PROMPT ▸ If a line in the records below holds the word "cloud", copy it.
^^^^^^^^^^^^^^^^
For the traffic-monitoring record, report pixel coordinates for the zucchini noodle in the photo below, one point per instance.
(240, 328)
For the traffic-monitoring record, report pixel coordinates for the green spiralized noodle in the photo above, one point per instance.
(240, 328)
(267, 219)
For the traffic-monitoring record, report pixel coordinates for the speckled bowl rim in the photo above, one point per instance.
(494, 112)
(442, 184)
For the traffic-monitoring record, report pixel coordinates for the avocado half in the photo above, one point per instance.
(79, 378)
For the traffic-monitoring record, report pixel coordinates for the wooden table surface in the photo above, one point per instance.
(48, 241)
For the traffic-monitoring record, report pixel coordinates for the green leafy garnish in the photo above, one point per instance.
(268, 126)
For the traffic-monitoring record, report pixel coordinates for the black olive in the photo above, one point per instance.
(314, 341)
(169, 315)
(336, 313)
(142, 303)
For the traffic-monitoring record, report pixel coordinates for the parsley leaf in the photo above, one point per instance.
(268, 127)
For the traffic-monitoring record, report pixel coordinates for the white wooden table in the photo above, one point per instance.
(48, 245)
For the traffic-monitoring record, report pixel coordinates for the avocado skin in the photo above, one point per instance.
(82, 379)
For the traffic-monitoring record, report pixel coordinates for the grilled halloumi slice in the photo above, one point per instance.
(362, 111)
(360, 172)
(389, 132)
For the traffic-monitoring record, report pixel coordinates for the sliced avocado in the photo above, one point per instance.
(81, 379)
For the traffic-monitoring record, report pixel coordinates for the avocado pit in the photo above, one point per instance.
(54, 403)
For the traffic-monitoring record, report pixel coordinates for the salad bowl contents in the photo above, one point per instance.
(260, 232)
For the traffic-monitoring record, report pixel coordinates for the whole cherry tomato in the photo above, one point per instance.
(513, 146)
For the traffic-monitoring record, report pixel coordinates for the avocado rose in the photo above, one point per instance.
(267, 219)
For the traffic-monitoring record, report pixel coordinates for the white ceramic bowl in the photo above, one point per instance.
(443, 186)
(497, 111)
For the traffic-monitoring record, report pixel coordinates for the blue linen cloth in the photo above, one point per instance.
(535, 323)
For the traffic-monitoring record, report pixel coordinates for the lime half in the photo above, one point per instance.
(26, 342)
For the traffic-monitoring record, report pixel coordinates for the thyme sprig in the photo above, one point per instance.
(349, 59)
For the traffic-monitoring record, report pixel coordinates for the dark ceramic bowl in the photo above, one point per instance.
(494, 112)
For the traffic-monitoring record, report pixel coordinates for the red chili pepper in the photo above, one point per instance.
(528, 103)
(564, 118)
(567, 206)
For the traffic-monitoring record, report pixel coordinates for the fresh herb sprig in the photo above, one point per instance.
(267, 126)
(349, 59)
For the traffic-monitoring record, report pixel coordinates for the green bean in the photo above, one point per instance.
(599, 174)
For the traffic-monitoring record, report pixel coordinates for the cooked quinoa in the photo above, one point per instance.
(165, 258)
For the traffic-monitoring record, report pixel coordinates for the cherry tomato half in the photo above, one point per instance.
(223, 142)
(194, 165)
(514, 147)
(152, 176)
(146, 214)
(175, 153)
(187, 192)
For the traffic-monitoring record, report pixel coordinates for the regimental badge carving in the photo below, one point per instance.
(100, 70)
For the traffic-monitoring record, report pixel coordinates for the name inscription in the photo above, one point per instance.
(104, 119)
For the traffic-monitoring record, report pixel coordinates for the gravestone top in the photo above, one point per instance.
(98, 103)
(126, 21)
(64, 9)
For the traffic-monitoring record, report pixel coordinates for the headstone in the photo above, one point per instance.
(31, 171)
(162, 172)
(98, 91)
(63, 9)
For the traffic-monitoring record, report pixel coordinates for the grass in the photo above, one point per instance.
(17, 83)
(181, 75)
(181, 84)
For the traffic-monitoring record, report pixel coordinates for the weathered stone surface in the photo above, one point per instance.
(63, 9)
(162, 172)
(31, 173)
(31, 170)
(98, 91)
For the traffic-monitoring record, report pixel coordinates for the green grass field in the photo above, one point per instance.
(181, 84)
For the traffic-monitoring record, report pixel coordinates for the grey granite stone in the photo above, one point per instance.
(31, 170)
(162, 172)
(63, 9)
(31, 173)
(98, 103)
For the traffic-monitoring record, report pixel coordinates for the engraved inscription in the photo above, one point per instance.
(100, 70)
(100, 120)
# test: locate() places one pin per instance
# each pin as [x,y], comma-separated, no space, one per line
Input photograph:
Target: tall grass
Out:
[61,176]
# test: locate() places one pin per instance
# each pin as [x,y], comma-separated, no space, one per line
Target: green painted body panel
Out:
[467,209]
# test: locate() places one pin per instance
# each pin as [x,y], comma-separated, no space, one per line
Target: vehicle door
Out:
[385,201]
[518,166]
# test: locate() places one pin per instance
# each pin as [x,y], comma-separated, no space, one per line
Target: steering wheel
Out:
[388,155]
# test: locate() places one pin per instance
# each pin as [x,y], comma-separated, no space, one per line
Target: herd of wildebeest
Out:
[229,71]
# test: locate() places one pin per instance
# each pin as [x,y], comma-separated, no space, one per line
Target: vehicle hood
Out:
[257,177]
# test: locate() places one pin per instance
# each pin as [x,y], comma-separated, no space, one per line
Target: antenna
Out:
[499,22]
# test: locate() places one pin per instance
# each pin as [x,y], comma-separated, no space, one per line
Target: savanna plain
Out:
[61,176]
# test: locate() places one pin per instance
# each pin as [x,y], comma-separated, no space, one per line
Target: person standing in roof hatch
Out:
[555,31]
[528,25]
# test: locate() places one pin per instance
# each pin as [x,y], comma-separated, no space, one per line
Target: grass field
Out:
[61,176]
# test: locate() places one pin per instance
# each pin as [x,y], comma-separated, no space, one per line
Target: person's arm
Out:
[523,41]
^^^^^^^^^^^^^^^^
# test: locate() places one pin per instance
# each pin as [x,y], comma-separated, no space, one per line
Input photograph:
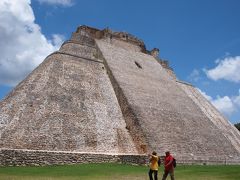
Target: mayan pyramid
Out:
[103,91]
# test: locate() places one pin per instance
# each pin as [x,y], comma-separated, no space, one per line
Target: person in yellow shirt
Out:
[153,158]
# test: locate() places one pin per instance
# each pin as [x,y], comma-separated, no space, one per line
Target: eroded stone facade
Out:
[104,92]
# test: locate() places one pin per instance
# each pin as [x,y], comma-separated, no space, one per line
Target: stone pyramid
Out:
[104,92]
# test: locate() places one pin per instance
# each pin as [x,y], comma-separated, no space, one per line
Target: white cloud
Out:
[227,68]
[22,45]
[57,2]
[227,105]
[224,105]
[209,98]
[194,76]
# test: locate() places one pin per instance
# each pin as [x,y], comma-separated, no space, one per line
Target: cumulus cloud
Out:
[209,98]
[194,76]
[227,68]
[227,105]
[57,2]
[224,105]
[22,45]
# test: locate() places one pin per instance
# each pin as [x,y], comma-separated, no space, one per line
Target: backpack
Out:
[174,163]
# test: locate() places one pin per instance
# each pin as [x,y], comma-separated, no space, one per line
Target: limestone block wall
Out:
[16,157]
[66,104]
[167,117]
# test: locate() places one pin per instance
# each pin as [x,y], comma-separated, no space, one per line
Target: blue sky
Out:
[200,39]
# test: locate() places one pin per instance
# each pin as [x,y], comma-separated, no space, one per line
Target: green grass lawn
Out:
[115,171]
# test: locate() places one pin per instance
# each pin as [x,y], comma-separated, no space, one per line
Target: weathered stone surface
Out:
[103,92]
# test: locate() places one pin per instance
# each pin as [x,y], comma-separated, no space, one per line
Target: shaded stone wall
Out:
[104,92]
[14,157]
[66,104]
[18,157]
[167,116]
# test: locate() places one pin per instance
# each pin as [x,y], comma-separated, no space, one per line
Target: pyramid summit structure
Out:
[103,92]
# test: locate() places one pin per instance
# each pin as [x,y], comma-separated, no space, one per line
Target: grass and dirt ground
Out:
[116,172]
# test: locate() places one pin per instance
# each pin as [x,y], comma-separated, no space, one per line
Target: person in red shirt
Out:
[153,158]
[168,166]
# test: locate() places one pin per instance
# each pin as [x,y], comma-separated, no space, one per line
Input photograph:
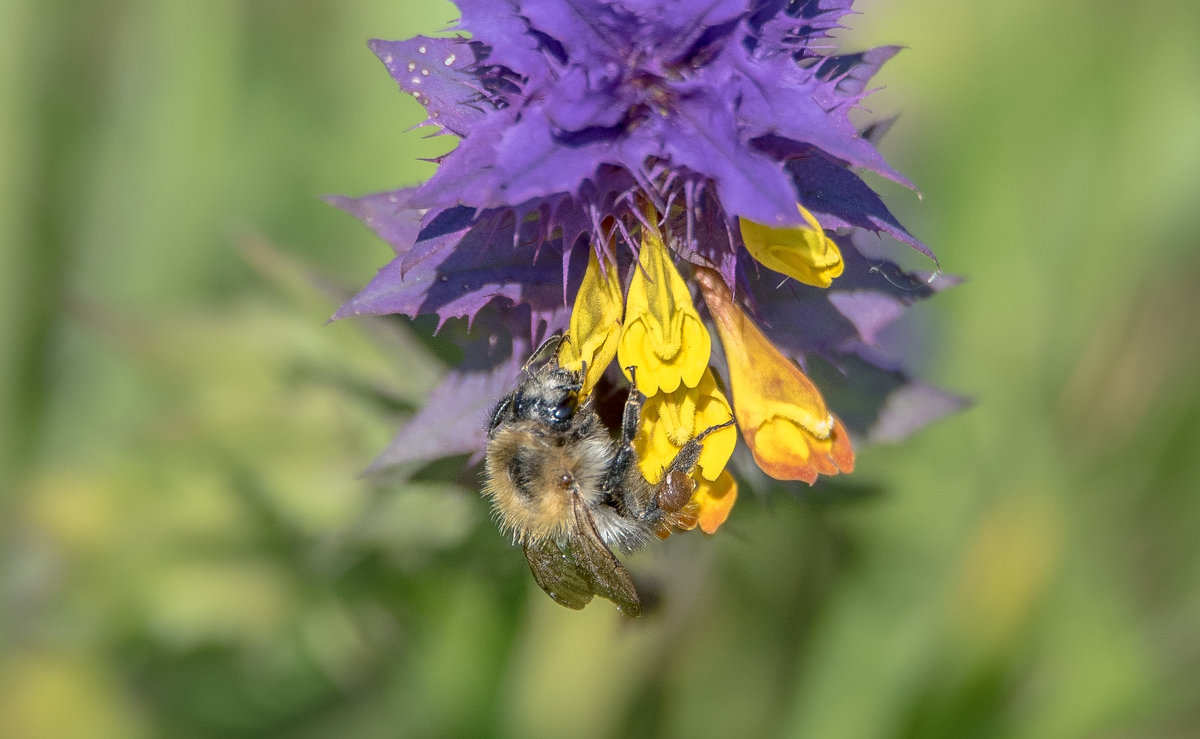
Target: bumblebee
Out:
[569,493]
^^^^^^^^^^^^^^^^
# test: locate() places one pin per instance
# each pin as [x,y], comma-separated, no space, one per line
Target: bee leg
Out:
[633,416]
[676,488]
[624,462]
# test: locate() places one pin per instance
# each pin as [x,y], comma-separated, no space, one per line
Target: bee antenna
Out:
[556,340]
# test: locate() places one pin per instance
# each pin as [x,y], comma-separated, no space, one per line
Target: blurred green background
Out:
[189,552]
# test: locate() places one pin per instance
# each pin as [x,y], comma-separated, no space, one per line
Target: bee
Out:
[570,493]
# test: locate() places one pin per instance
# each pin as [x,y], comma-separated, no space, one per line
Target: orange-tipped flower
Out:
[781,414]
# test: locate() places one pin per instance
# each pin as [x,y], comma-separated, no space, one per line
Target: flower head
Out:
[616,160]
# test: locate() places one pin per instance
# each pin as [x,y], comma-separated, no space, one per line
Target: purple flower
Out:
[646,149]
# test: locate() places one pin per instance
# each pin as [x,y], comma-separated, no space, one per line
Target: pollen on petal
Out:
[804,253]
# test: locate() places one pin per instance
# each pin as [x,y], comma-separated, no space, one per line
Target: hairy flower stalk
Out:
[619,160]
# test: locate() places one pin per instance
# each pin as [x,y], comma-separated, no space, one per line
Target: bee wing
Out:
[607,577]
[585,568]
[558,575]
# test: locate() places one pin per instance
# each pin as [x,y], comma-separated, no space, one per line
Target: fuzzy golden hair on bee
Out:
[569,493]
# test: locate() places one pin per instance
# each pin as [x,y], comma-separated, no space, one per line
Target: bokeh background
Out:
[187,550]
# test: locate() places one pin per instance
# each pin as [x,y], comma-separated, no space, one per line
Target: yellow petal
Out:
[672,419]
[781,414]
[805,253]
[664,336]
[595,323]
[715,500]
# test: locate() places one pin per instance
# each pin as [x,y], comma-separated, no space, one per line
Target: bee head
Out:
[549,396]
^^^^^^^^^^^^^^^^
TASK RESPONSE ▸
Target: white cloud
Target: cumulus cloud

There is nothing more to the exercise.